━━━ Supplied material

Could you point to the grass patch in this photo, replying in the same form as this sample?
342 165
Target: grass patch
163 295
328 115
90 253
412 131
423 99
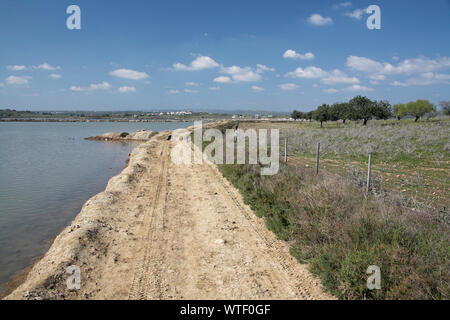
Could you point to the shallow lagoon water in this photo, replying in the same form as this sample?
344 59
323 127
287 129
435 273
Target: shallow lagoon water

━━━━━━
━━━ Supplied material

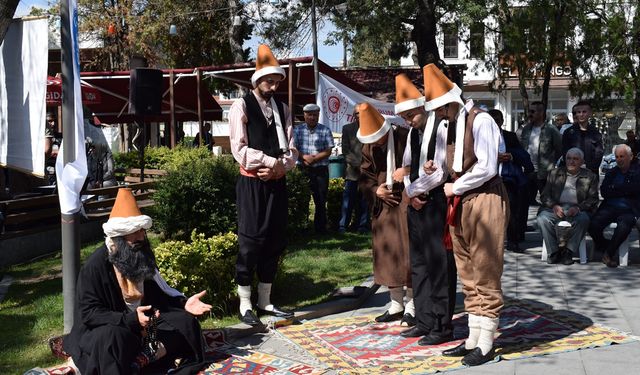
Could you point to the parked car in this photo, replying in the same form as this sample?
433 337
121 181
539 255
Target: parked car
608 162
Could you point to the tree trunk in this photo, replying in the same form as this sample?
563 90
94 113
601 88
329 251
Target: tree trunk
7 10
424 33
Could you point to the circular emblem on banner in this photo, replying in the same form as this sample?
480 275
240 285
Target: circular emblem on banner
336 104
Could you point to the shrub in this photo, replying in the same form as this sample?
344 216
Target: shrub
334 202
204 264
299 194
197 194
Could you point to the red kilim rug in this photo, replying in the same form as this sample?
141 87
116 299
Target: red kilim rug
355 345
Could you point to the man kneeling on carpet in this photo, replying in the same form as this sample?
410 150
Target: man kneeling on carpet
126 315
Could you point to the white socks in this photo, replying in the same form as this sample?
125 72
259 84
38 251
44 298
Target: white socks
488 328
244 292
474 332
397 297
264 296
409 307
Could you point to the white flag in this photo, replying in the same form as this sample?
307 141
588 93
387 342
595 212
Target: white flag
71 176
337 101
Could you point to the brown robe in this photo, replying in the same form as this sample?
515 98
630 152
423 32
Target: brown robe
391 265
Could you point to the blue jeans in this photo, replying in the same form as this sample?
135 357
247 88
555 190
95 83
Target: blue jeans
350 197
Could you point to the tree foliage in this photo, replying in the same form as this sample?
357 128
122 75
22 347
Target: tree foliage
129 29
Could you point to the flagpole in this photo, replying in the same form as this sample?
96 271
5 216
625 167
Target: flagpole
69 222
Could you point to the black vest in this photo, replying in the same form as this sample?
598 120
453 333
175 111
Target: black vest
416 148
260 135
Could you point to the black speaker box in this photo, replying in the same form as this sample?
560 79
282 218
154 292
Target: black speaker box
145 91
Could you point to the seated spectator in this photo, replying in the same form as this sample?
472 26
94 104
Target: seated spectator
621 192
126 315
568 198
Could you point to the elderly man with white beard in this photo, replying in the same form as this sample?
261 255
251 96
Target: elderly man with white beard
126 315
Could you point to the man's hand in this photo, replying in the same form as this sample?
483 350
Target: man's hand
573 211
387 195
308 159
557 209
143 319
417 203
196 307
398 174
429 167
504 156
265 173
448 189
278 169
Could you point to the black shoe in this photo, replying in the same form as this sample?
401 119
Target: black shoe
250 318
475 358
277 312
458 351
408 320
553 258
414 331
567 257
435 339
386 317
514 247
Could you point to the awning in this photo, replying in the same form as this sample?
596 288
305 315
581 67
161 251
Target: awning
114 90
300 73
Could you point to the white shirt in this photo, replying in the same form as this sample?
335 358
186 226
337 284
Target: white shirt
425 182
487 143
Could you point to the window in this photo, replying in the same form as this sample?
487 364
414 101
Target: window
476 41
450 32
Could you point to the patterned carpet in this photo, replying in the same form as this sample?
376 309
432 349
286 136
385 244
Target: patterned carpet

━━━━━━

Reproduce the portion of the material that begins with the line containing "Could you point to the awning" and ends with the line containing "Target: patterned carpet", including both of those lines.

■ Response ■
Could you point to the awning in this photo, replying in the same form as this sample?
596 288
305 315
581 67
161 251
Target: awning
114 90
300 73
Could you point to the white shirt in this photo, replying in the same form as this sample?
335 358
186 226
337 284
Target: white shirt
425 182
487 143
Could you point to the window in this photo, replying in the same form as this sample?
487 364
414 101
Target: window
476 41
450 32
Could you point to the patterned carpet in this photo, replying in the same form as this sample?
376 309
432 349
286 136
385 244
Target: patterned carpet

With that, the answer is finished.